## Problem details
Copy each line of the following data that contains "ground".

## Natural language region descriptions
>>
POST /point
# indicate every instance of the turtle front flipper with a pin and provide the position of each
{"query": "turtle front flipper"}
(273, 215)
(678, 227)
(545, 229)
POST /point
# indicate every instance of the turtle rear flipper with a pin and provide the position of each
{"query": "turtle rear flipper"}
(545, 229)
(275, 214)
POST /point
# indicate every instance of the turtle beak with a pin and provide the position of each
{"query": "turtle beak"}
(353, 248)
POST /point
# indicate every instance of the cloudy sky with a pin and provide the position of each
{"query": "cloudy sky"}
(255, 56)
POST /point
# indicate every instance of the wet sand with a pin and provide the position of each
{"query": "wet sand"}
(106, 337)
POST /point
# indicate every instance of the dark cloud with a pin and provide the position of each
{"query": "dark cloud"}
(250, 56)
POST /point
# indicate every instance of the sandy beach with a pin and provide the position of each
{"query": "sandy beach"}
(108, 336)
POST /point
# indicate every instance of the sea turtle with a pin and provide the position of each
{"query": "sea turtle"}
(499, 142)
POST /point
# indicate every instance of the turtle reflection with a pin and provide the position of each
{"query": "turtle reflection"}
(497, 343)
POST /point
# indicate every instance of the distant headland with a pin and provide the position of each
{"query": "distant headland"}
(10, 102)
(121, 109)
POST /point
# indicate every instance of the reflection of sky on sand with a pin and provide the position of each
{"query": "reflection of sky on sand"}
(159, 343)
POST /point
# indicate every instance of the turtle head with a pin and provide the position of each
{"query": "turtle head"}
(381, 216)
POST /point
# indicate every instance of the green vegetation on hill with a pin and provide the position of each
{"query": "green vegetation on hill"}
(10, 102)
<<
>>
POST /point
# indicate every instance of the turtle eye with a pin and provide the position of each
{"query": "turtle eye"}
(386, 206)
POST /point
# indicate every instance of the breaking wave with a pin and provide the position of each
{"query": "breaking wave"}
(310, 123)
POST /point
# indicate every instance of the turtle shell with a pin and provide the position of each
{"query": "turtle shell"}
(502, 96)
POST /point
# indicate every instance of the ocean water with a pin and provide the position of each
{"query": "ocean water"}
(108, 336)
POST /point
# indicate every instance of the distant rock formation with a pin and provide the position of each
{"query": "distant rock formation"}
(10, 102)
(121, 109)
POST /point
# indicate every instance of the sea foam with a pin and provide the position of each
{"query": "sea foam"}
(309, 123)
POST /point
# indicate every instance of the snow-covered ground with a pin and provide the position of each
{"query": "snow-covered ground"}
<<
## Reply to the task
# indicate every instance of the snow-covered ground with a pin and provide the position of each
{"query": "snow-covered ground"}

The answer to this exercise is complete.